> **Text under study**

---

Diagram of the Earth’s seasons as seen from the north. Far left: summer solstice
The summer solstice occurs exactly when the Earth’s axial tilt is most inclined towards the sun at its maximum of 23° 26′. Though the summer solstice is an instant in time, the term is also colloquially used like Midsummer to refer to the day on which it occurs. Except in the polar regions (where daylight is continuous for many months during the spring and summer), the day on which the summer solstice occurs is the day of the year with the longest period of daylight.
Thus the seasonal significance of the Summer solstice is in the reversal of the gradual shortening of nights and lengthening of days. The summer solstice occurs in June in the Northern Hemisphere and in December in the Southern Hemisphere.

---

> **Data for analysis**
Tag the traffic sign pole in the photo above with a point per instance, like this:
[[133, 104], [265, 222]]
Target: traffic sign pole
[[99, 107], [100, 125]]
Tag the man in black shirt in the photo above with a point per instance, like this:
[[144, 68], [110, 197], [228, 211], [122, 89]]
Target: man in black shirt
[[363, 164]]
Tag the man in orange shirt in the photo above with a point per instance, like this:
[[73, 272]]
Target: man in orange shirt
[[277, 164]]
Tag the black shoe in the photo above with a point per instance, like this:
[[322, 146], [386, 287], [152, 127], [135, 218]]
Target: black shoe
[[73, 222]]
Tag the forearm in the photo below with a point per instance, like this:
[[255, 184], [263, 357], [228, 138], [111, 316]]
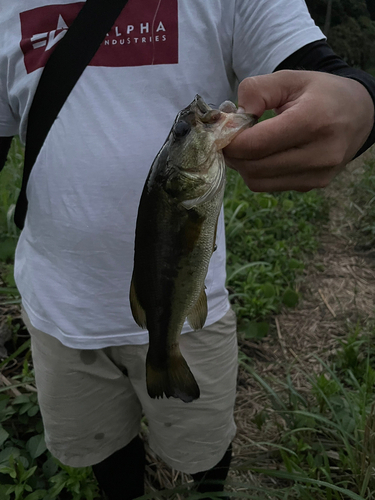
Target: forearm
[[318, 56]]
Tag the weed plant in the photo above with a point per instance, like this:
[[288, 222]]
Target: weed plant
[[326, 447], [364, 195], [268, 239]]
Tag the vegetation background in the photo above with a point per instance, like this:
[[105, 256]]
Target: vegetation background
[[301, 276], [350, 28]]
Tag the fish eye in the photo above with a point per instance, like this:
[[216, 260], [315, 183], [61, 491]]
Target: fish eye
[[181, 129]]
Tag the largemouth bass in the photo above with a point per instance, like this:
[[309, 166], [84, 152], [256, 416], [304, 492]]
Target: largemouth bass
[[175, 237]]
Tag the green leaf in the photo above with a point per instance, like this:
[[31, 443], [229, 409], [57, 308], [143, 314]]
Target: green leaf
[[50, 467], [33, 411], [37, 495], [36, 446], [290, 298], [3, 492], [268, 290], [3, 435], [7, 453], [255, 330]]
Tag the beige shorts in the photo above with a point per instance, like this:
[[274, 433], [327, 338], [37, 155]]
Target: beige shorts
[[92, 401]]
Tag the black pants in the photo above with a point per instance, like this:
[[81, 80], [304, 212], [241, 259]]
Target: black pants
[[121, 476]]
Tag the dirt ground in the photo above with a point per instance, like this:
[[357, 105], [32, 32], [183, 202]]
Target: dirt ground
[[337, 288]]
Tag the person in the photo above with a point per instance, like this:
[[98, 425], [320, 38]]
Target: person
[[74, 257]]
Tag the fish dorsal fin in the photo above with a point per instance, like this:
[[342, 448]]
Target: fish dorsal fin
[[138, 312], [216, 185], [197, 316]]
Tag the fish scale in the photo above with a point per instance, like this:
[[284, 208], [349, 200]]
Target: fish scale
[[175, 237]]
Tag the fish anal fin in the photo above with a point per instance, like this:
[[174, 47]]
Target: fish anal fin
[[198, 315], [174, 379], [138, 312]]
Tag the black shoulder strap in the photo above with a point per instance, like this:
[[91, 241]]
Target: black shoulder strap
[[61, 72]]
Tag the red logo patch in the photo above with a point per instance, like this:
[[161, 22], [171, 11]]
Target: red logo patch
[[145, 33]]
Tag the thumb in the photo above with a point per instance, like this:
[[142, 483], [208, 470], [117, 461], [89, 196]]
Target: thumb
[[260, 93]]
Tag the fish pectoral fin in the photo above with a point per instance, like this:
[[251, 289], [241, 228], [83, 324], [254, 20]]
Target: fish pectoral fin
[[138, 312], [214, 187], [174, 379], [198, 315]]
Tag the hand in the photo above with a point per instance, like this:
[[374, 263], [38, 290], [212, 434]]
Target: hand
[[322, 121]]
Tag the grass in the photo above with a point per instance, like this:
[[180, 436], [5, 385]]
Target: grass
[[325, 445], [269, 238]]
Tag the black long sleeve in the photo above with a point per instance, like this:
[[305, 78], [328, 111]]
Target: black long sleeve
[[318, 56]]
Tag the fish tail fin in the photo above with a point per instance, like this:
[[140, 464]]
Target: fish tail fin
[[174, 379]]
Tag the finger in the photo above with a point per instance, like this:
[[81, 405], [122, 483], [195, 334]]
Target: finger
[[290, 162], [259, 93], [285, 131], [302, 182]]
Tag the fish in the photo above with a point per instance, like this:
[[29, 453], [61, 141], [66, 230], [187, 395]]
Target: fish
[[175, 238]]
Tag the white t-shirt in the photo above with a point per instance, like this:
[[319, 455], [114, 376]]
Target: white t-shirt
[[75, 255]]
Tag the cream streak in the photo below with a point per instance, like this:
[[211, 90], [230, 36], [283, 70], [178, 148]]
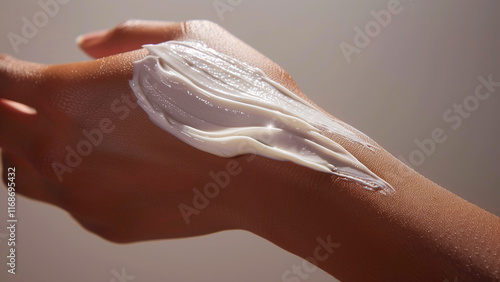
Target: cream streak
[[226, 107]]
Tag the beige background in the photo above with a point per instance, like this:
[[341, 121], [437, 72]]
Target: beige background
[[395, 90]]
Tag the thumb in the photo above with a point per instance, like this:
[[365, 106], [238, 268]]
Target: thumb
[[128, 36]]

---

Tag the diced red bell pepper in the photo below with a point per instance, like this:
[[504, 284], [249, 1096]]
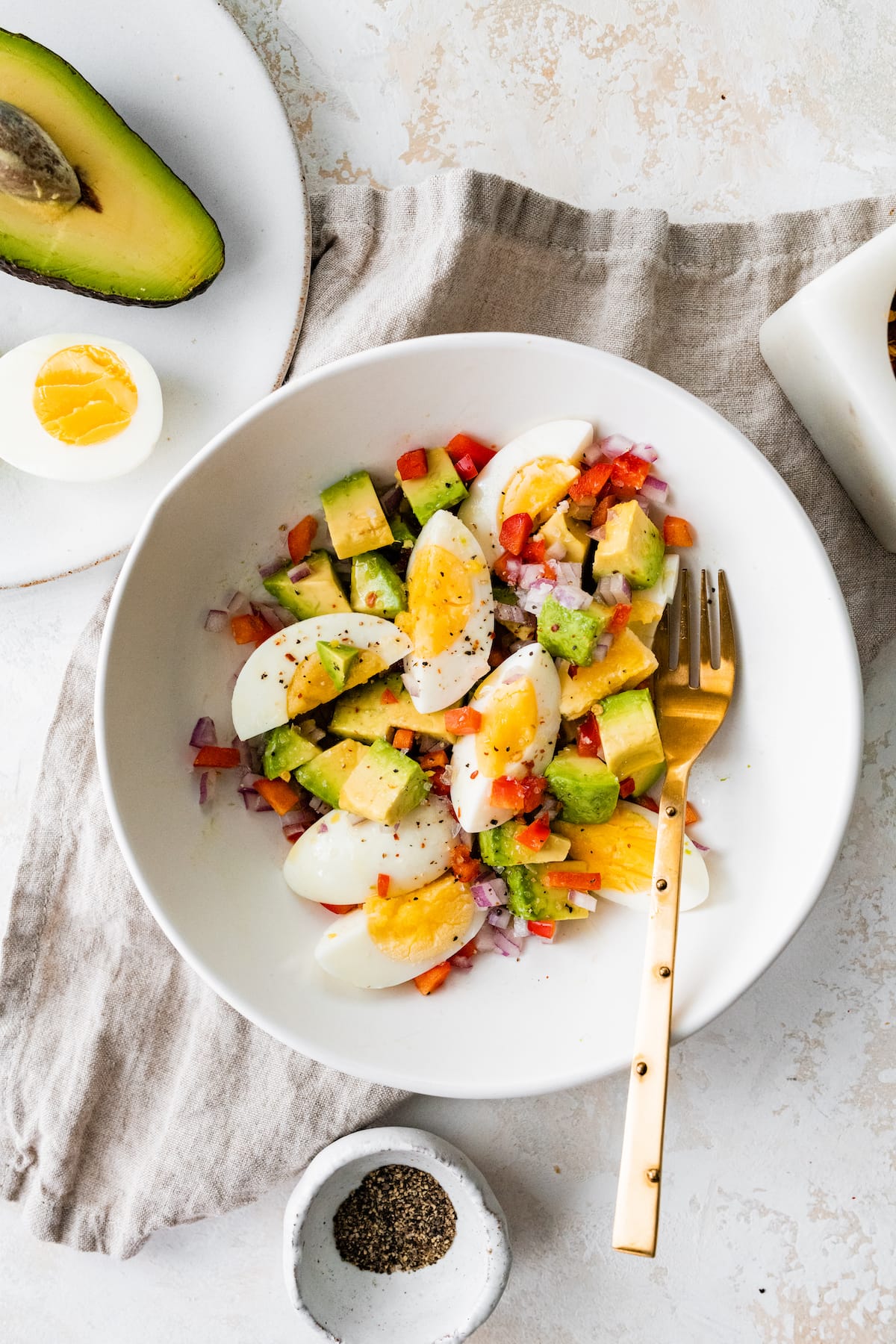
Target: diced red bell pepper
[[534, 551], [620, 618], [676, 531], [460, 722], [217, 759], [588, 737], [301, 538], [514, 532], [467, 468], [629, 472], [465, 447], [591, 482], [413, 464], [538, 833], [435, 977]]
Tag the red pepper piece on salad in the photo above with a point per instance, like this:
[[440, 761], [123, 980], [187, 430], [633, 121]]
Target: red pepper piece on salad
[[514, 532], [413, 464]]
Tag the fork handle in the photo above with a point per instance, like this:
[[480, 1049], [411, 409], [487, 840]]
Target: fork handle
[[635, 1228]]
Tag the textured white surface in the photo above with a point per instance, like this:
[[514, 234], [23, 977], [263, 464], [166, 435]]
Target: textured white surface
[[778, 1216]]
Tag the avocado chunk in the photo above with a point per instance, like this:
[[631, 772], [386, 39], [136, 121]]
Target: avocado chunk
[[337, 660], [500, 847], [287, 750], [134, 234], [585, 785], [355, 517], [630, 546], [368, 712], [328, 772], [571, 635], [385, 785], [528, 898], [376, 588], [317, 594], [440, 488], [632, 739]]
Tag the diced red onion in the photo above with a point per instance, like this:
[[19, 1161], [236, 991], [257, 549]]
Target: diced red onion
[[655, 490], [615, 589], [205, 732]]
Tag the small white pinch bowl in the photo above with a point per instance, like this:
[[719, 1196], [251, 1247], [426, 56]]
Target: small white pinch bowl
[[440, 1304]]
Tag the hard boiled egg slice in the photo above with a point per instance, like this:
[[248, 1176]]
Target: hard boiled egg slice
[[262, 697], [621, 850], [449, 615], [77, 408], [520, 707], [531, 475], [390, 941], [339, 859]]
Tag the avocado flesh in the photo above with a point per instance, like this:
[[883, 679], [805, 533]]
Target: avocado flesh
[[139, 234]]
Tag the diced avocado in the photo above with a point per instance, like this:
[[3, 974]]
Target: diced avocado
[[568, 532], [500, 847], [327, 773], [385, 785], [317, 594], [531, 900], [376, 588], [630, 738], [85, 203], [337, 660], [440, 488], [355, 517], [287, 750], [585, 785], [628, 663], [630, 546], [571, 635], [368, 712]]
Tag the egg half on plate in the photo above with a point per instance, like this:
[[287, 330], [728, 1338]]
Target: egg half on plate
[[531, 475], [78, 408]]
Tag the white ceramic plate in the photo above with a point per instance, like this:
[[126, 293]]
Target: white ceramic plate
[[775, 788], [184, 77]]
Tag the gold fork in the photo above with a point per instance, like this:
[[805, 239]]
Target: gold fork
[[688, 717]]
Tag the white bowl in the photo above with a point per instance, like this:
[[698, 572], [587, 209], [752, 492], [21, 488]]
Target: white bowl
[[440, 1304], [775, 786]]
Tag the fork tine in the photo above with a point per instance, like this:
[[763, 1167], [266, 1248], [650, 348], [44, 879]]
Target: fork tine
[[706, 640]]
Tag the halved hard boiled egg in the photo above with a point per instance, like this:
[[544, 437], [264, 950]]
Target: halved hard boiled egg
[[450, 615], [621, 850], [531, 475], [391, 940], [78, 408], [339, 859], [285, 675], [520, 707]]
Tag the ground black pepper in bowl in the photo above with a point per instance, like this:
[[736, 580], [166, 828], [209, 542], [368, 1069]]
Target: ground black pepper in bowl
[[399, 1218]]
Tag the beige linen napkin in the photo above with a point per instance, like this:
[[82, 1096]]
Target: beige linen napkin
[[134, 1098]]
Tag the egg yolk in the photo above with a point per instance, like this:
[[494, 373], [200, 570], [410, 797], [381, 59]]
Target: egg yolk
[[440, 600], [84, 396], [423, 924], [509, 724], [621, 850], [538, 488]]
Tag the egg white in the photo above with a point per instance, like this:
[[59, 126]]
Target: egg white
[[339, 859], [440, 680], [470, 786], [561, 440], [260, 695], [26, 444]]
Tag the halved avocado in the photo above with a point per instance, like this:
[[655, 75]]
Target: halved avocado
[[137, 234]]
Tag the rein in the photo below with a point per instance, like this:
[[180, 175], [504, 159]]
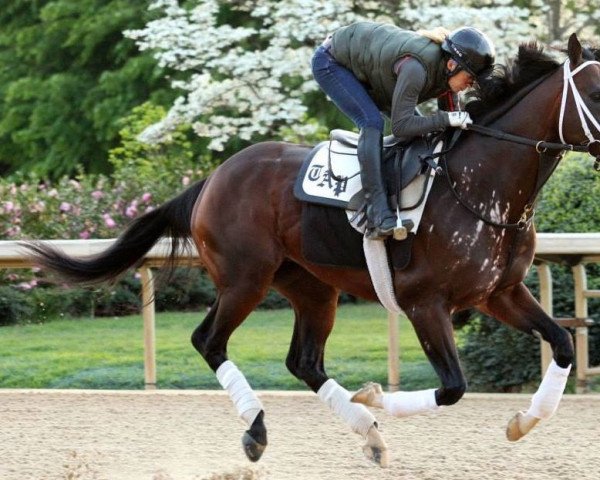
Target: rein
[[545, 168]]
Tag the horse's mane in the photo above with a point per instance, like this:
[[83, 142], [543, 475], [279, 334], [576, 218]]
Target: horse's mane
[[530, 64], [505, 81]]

---

> **What you will do**
(a) Translate this sentence from the summer solstice passage into Spanish: "The summer solstice occurs in June in the Northern Hemisphere and in December in the Southern Hemisphere."
(b) Supply what comes next in the summer solstice passage, picking up right after its final sentence.

> **Responses**
(a) El solsticio de verano ocurre en junio en el hemisferio norte y en diciembre en el hemisferio sur.

(b)
North of the Tropic of Cancer (23°26′N) and south of the Tropic of Capricorn (23°26′S), the Sun reaches its highest position in the sky on the day of the summer solstice. However, between the Tropic of Cancer and the Tropic of Capricorn, the highest sun position does not occur at the summer solstice, since the sun reaches the zenith here and it does so at different times of the year depending on the latitude of the observer. Depending on the shift of the calendar, the summer solstice occurs some time between December 21 and December 22 each year in the Southern Hemisphere, and between June 20 and June 21 in theNorthern Hemisphere.
Worldwide, interpretation of the event has varied from culture to culture, but most cultures have held a recognition of sign of the fertility, involving holidays, festivals, gatherings, rituals or other celebrations around that time.
The word solstice derives from Latin sol (sun) and sistere (to stand still).